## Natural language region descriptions
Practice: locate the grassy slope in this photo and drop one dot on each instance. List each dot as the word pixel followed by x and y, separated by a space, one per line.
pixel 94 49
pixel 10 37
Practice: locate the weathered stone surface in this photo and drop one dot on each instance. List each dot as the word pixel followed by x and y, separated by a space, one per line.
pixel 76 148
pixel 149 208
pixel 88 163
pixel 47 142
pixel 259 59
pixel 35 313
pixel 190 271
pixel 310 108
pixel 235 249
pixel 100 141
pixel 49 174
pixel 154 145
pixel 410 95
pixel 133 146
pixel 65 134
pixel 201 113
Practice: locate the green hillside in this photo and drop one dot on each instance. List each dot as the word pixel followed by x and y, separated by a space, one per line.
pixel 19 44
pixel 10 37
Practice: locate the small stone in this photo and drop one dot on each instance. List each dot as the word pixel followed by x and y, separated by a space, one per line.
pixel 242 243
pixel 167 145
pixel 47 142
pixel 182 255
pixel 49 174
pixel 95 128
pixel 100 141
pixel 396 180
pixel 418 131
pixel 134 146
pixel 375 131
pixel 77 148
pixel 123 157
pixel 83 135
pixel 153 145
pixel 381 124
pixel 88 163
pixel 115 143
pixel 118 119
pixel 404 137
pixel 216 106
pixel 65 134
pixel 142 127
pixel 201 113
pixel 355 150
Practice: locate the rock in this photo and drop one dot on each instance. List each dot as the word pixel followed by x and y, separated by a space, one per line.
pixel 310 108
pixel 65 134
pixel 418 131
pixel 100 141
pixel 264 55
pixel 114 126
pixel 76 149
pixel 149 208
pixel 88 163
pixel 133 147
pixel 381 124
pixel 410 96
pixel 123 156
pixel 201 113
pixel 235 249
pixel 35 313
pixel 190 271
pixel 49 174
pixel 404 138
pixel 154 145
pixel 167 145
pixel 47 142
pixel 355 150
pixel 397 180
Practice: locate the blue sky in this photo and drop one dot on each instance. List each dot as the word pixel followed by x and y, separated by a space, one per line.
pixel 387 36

## What to work on
Would you transcribe the entries above exactly as they appear?

## Finished exercise
Practice: locate the grassy slope in this photo and drop one dot on each instance. List each dot as the word pixel followed by x and y, separated by a space, one per line.
pixel 94 49
pixel 10 37
Practice: locate the weathered stone surface in this photo and drop one dot on each instance. List each dot as the word pixel followed by x and y, separated by a space, one per line.
pixel 76 148
pixel 149 208
pixel 88 163
pixel 47 142
pixel 259 59
pixel 35 313
pixel 190 271
pixel 310 108
pixel 235 249
pixel 100 141
pixel 49 174
pixel 154 145
pixel 410 95
pixel 133 146
pixel 65 134
pixel 201 113
Practice: locate the green hillside in this photo and drop one dot on each instance. List each dot as the word pixel followed by x and y, separated by a space, one per line.
pixel 19 44
pixel 10 37
Practice: locate the small stone in this photo and drop one dot on each instance. List each dot as the word pixel followed by x and y, separated by a space, one per line.
pixel 242 243
pixel 167 145
pixel 47 142
pixel 182 255
pixel 49 174
pixel 95 128
pixel 100 141
pixel 396 180
pixel 418 131
pixel 134 146
pixel 375 131
pixel 77 148
pixel 123 157
pixel 83 135
pixel 153 145
pixel 381 124
pixel 88 163
pixel 115 143
pixel 118 119
pixel 404 137
pixel 216 106
pixel 65 134
pixel 142 127
pixel 201 113
pixel 355 150
Practice: locate the rock in this photo and drop one dot on each instance. List each dot as the word pixel followed by x and y, separated by a space, one per line.
pixel 310 108
pixel 65 134
pixel 418 131
pixel 100 141
pixel 264 55
pixel 114 126
pixel 76 149
pixel 149 208
pixel 88 163
pixel 133 147
pixel 381 124
pixel 410 96
pixel 123 156
pixel 201 113
pixel 235 249
pixel 35 313
pixel 190 271
pixel 49 174
pixel 404 138
pixel 154 145
pixel 167 145
pixel 47 142
pixel 355 150
pixel 397 180
Practice: locate the blue sky in this photo and drop one dot on each instance. List each dot as the word pixel followed by x and y, separated by a space, one per line.
pixel 387 36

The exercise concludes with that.